__Task instructions__
Make an exact copy of the records, with the pictures left out.

++++ Data shown

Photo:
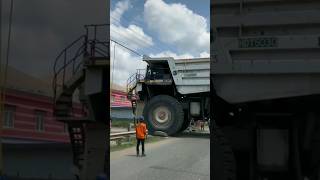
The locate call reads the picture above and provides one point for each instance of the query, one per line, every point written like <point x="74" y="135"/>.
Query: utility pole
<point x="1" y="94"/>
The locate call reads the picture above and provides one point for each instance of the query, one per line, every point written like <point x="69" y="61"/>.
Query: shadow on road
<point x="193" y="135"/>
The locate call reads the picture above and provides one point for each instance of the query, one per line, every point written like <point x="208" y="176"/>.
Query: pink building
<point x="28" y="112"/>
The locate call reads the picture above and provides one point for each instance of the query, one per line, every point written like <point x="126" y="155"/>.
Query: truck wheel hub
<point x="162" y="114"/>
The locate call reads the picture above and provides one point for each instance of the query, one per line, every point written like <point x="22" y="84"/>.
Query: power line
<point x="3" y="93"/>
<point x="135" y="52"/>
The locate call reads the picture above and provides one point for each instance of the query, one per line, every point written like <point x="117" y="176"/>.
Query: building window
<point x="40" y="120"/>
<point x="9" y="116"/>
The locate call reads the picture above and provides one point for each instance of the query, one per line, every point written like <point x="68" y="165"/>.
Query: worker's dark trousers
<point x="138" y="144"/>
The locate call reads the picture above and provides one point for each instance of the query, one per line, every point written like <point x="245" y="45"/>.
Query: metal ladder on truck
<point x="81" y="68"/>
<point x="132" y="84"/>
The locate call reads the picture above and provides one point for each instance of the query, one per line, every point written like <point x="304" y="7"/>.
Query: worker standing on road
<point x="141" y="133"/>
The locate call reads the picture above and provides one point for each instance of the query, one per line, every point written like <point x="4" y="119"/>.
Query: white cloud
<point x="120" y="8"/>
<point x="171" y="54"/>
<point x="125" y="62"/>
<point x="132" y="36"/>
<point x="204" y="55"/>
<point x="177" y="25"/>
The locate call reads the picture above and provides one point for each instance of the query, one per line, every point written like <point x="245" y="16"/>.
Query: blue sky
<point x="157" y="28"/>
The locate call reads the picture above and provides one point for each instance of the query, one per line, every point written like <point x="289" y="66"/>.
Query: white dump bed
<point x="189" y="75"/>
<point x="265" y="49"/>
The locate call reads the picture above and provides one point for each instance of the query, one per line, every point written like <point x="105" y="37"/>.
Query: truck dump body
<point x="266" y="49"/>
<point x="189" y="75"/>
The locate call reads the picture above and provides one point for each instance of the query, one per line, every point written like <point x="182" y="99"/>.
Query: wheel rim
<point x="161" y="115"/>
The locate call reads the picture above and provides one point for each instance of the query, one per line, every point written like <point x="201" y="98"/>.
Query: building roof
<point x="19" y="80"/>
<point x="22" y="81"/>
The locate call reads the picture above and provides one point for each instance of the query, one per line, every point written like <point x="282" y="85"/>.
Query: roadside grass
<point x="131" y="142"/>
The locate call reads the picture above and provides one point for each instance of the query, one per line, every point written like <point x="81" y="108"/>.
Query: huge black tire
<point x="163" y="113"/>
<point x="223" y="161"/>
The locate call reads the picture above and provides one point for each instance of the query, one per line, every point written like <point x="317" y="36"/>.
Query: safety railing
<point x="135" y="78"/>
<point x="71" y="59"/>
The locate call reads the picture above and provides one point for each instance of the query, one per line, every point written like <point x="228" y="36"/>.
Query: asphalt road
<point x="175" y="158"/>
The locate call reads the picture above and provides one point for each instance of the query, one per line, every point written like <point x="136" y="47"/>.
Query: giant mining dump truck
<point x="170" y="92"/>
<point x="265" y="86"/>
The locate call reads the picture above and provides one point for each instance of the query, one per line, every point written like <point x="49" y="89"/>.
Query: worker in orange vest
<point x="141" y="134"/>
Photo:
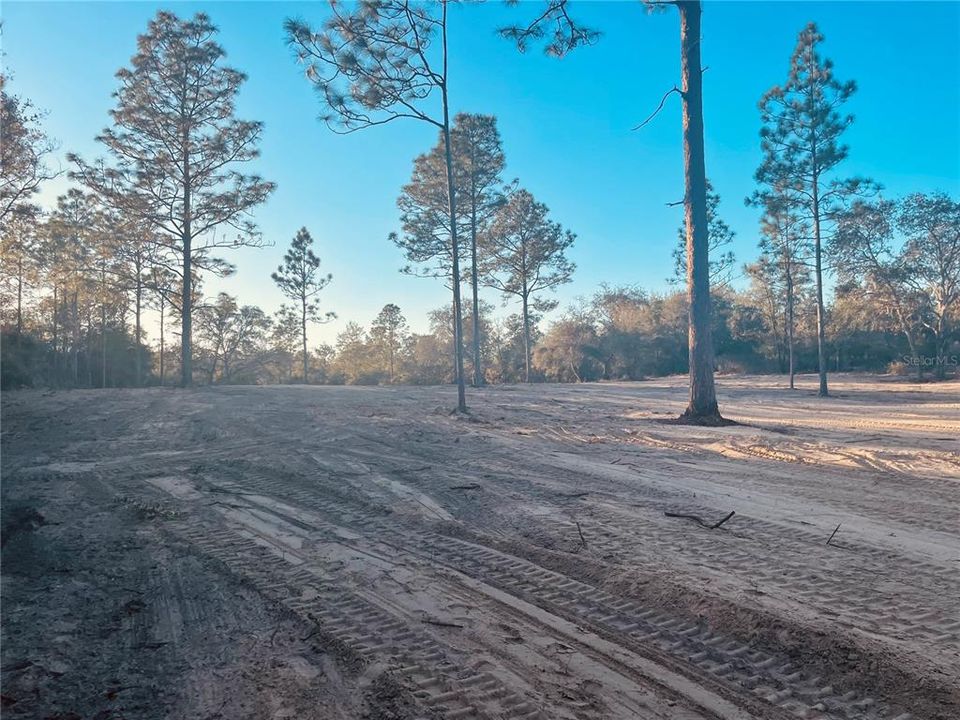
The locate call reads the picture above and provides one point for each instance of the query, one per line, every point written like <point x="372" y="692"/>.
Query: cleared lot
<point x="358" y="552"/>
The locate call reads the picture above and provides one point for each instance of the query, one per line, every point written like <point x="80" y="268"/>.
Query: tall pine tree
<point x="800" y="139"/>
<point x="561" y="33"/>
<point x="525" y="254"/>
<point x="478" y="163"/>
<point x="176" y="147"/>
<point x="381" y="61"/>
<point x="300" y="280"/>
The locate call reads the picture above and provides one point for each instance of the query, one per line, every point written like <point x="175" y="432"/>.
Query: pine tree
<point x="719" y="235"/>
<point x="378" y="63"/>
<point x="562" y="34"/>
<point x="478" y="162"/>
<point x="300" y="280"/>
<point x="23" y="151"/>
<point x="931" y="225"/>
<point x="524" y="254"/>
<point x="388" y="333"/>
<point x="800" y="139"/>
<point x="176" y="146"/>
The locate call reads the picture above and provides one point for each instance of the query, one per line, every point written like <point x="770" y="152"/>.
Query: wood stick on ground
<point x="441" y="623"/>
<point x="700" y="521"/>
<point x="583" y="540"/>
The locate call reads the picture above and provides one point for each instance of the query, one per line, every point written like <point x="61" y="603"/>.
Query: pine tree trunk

++++++++

__Problem solution__
Photo:
The locate call reads the picture above and provides one point for each instance of the query, one per line, every point written like <point x="74" y="135"/>.
Query: utility pole
<point x="1" y="94"/>
The locate call reads the picture above and provides one point for each instance of the query, one per line, every point written like <point x="69" y="61"/>.
Query: shadow on road
<point x="193" y="135"/>
The locate call reads the picture above and provides one point for each instance of the query, one per line, every point written like <point x="208" y="176"/>.
Query: pink building
<point x="28" y="112"/>
The locate call reads the picture above and provides one point for each instance of the query, one per line, every point written like <point x="126" y="155"/>.
Query: truck wheel hub
<point x="162" y="114"/>
The locate call reads the picture above and provides one point for each instance of the query, one per line, every point written like <point x="22" y="84"/>.
Query: power line
<point x="3" y="93"/>
<point x="135" y="52"/>
The locate call reads the picture above and provides one point for each instance of the query, one per line, every point written like <point x="117" y="176"/>.
Query: building window
<point x="40" y="120"/>
<point x="9" y="116"/>
The locate call reads the picture above and provides one point for each instance of the query, one per line, every point written like <point x="68" y="165"/>.
Query: worker's dark trousers
<point x="138" y="144"/>
The locate call reads the picture above and provides one point for each instance of the query, one per line, every point written like <point x="245" y="45"/>.
Query: metal ladder on truck
<point x="81" y="68"/>
<point x="132" y="84"/>
The locate call reads the picture above and provides one point for each instance of the query, one per line, every point written like <point x="304" y="7"/>.
Query: worker standing on road
<point x="141" y="133"/>
The locate call reads the picture above and provides one point for each instance of the query, one per line, every point written like <point x="4" y="119"/>.
Query: white cloud
<point x="120" y="8"/>
<point x="171" y="54"/>
<point x="125" y="62"/>
<point x="132" y="36"/>
<point x="204" y="55"/>
<point x="177" y="25"/>
The locate call reads the picture above and provides one point for each instance of the query, one per line, every point written like <point x="245" y="16"/>.
Query: blue sky
<point x="157" y="28"/>
The locate call reads the picture above and provides one point for each instance of the query, one per line, every point written like <point x="289" y="66"/>.
Query: white dump bed
<point x="189" y="75"/>
<point x="265" y="49"/>
The locate call reads the picture above and provides one point for each instance of the query, one per line, every point written like <point x="105" y="37"/>.
Query: truck dump body
<point x="266" y="49"/>
<point x="189" y="75"/>
The locate call reads the picture above and provides one point for each instance of the query, one per line, every point written like <point x="182" y="99"/>.
Query: wheel rim
<point x="161" y="115"/>
The locate call reads the picture above and provides one point for each instance of the query, one per line, every point written like <point x="201" y="98"/>.
Query: building roof
<point x="19" y="80"/>
<point x="22" y="81"/>
The locate call reads the picture above and provides one point for each instance of the query, one per line, every point written like <point x="282" y="85"/>.
Query: roadside grass
<point x="131" y="142"/>
The locate call reads the picture above and provides one point for each instance of the query, one per line, every point written like <point x="81" y="108"/>.
Query: huge black tire
<point x="163" y="113"/>
<point x="223" y="161"/>
The locate call reads the picture above and provides one point for each instance of the query, one per line, every point written like <point x="317" y="36"/>.
Query: safety railing
<point x="135" y="78"/>
<point x="71" y="59"/>
The locate call reads the picture above and provides one point for each instance of the query, one per line, every point written like <point x="228" y="36"/>.
Query: asphalt road
<point x="175" y="158"/>
The locate call reads the picture above and provides one point for each instance of the query, one per line, every point written like <point x="136" y="47"/>.
Query: giant mining dump truck
<point x="170" y="92"/>
<point x="265" y="86"/>
The locate call reads the picture above and provides one point for each instance of the query, one per line, every point written like <point x="49" y="89"/>.
Query: worker in orange vest
<point x="141" y="134"/>
Photo:
The locate call reads the picture above and provides one point for each instance of the query, one per line, every point written like <point x="372" y="692"/>.
Query: cleared lot
<point x="358" y="552"/>
The locate call reads the picture above and provides one point for each instance of the query, one per line, every point written like <point x="80" y="268"/>.
Query: tall pine tree
<point x="800" y="139"/>
<point x="561" y="33"/>
<point x="525" y="254"/>
<point x="478" y="163"/>
<point x="176" y="147"/>
<point x="381" y="61"/>
<point x="300" y="280"/>
The locate call reads the picture above and provides one point for each instance of the query, one per line, every point written like <point x="175" y="432"/>.
Query: pine tree
<point x="719" y="235"/>
<point x="378" y="63"/>
<point x="562" y="34"/>
<point x="478" y="162"/>
<point x="300" y="280"/>
<point x="23" y="151"/>
<point x="931" y="225"/>
<point x="524" y="254"/>
<point x="388" y="333"/>
<point x="800" y="139"/>
<point x="176" y="146"/>
The locate call reads the picture above and provides one point for each instance of the query, one per line, every point written like <point x="770" y="152"/>.
Query: wood stick on ground
<point x="441" y="623"/>
<point x="700" y="521"/>
<point x="583" y="540"/>
The locate call reads the picture above and provides one point for each instance of the query, one per line, every point written like <point x="61" y="603"/>.
Query: pine tree trunk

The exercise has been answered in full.